PROBLEMS TO WORK ON:
**A)** How would you translate this sentence from the datacenter switchover page into Spanish: "This is the meta task for the September 2023 Datacenter switchover (eqiad -> codfw)."?
**B)** Can you rewrite the stretch of the datacenter switchover page from "Mentioned in SAL (#wikimedia-operations) [2023-09-27T14:29:15Z]" through "DC switchover (T345263)", changing "DC switchover" to "datacenter switchover"?
**C)** What might follow the final line of the datacenter switchover page? Continue it from there.

SELECTED EXTRACT:
•••

This is the meta task for the September 2023 Datacenter switchover (eqiad -> codfw).
Schedule
Switchover
- Services & Caching (Traffic): Tuesday, September 19th, 2023 14:00 UTC
- MediaWiki: Wednesday, September 20th, 2023 14:00 UTC
This is the meta task for the September 2023 Datacenter switchover (eqiad -> codfw).
kamila@cumin1001 - Cookbook cookbooks.sre.discovery.datacenter pool all services in eqiad: Datacenter Switchover: eqiad repool - T345263 started.
Mentioned in SAL (#wikimedia-operations) [2023-09-27T14:08:01Z] <kamila@cumin1001> START - Cookbook sre.discovery.datacenter pool all services in eqiad: Datacenter Switchover: eqiad repool - T345263
Mentioned in SAL (#wikimedia-operations) [2023-09-27T14:22:31Z] <claime> Repooling eqiad services in progress - T345263
kamila@cumin1001 - Cookbook cookbooks.sre.discovery.datacenter pool all services in eqiad: Datacenter Switchover: eqiad repool - T345263 completed.
Mentioned in SAL (#wikimedia-operations) [2023-09-27T14:29:15Z] <kamila@cumin1001> END (PASS) - Cookbook sre.discovery.datacenter (exit_code=0) pool all services in eqiad: Datacenter Switchover: eqiad repool - T345263
Mentioned in SAL (#wikimedia-operations) [2023-09-27T16:09:27Z] <kamila_> Pooled back eqiad for traffic after the DC switchover (T345263)

•••

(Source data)

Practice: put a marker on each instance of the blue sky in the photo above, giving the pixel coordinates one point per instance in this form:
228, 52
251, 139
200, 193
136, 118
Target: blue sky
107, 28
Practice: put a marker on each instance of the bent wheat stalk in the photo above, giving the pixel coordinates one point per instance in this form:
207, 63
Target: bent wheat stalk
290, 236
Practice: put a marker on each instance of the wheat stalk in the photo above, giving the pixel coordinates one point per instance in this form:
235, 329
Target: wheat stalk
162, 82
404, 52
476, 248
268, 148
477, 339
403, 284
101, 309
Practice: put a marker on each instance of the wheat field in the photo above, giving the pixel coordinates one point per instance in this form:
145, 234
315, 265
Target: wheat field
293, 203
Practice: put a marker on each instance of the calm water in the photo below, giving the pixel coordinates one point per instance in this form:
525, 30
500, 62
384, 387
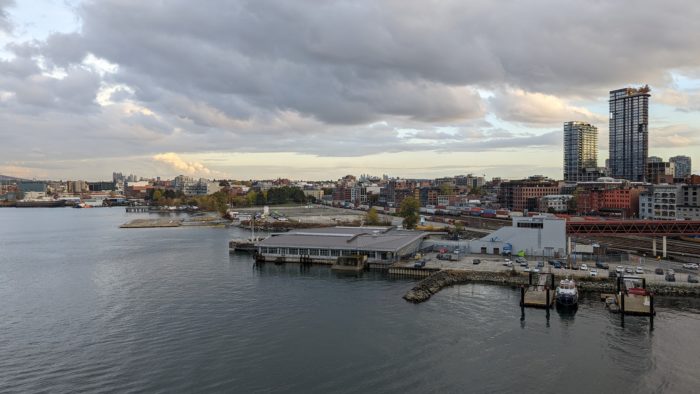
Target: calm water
86, 306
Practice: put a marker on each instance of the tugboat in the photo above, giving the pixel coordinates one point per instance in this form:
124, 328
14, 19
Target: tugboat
567, 294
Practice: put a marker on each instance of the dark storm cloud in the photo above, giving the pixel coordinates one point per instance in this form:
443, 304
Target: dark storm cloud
331, 77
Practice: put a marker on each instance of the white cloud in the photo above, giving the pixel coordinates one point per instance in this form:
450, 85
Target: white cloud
178, 163
517, 105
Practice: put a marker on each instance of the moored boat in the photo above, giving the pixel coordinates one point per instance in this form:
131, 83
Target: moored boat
567, 293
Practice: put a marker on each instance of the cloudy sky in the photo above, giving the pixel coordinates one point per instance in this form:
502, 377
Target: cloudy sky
310, 89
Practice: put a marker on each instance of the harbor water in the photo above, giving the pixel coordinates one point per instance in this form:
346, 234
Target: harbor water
88, 307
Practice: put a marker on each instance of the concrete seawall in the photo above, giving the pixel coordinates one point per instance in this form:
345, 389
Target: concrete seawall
445, 278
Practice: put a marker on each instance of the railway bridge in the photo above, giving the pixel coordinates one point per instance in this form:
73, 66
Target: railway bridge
653, 228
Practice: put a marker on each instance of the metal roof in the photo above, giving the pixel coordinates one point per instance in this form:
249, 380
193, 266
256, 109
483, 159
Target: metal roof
365, 238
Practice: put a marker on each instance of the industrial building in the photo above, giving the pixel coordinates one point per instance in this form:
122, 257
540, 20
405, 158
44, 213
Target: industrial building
379, 244
542, 235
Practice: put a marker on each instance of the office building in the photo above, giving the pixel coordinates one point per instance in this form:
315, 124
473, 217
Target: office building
629, 134
683, 167
580, 152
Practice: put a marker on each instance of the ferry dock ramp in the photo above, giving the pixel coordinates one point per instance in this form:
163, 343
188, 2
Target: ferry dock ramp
539, 293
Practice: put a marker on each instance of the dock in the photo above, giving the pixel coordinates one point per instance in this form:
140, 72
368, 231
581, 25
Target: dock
152, 223
412, 272
138, 209
539, 295
634, 304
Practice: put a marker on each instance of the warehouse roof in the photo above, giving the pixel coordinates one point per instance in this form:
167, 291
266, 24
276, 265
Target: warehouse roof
365, 238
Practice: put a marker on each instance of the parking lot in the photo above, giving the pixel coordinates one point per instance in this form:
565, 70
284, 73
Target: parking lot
490, 263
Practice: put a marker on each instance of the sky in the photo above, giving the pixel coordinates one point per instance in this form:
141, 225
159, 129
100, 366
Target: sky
315, 90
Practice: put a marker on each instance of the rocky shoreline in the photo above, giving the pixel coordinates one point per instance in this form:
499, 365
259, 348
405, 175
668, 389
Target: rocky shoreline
446, 278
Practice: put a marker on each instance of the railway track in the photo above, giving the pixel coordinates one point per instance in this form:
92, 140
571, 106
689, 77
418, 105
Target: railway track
678, 249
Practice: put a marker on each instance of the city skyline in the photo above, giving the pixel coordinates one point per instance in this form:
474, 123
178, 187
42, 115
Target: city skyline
301, 91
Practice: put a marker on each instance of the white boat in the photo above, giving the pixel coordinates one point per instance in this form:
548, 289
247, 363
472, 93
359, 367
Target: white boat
567, 293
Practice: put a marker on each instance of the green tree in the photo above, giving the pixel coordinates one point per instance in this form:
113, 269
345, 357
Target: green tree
409, 210
372, 217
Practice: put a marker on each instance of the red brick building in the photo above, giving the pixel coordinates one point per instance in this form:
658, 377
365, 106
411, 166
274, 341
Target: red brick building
623, 201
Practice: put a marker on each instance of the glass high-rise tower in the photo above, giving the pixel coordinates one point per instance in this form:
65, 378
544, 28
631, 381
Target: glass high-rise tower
683, 167
580, 151
629, 134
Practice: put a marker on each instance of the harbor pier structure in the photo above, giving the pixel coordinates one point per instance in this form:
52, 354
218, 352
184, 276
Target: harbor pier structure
325, 245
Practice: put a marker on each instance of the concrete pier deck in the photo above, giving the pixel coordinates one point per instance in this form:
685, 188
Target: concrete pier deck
635, 304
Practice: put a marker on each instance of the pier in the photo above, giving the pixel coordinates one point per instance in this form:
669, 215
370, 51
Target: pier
138, 209
412, 272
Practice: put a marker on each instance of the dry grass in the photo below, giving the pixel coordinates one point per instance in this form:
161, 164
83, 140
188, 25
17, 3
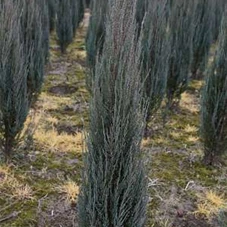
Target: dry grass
71, 191
63, 142
210, 204
12, 188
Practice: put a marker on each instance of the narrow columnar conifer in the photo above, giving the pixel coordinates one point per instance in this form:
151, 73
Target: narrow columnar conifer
180, 31
155, 54
52, 14
14, 103
113, 191
214, 102
218, 10
33, 36
64, 24
77, 7
96, 32
43, 4
202, 37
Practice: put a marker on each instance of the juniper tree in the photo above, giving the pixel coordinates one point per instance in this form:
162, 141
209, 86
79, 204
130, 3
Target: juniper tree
155, 54
52, 14
214, 102
113, 191
88, 2
13, 76
77, 7
43, 4
218, 10
33, 37
96, 32
202, 37
64, 25
180, 31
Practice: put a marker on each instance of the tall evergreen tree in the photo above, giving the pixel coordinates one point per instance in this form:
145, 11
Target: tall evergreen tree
96, 32
180, 30
113, 191
155, 54
214, 102
77, 7
33, 36
52, 14
14, 103
64, 25
218, 7
202, 37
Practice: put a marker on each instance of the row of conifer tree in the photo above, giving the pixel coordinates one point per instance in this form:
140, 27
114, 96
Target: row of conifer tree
25, 27
140, 54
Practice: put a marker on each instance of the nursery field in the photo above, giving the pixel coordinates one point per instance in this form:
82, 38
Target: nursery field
40, 186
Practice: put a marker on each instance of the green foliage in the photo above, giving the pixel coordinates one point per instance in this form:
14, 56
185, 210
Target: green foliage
64, 25
87, 3
33, 30
77, 7
218, 10
202, 37
45, 26
14, 104
180, 35
214, 101
222, 218
52, 14
113, 191
155, 54
96, 32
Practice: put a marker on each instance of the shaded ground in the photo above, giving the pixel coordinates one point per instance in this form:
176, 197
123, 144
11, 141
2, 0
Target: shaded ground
37, 187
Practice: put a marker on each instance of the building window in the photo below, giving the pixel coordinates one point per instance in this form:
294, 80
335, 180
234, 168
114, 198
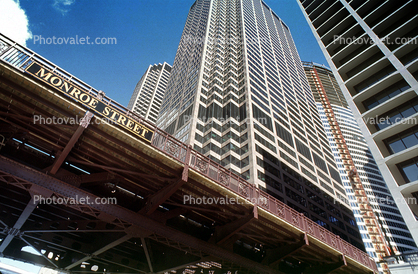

•••

ANSWERS FOR THIS EXERCISE:
**A)** Esta es la metatarea del cambio de centro de datos de septiembre de 2023 (eqiad -> codfw).

**B)**
Mentioned in SAL (#wikimedia-operations) [2023-09-27T14:29:15Z] <kamila@cumin1001> END (PASS) - Cookbook sre.discovery.datacenter (exit_code=0) pool all services in eqiad: Datacenter Switchover: eqiad repool - T345263
Mentioned in SAL (#wikimedia-operations) [2023-09-27T16:09:27Z] <kamila_> Pooled back eqiad for traffic after the datacenter switchover (T345263)

**C)**
All disruptive switchover-related work is finished and things are stable. The switchover went smoothly and had minimal user impact, while also uncovering issues that we need to know about in order to improve our infrastructure and processes. The read-only period lasted 2min 22s.
I am extending thanks to everyone involved in the preparation as well as everyone who was present during the switchover, helping monitor or fix issues. A special shoutout goes to everyone that contributed to MultiDC, which massively reduces switchover complexity, and our DBAs, who do the really scary part. Thanks as well to Community Relations who notified communities of the read-only window.
One of the issues we discovered during the switchover was a MW-on-k8s capacity issue in codfw. My colleagues were able to address it very quickly. This is the sort of issue that the switchover process is meant to find, so it worked as intended :-)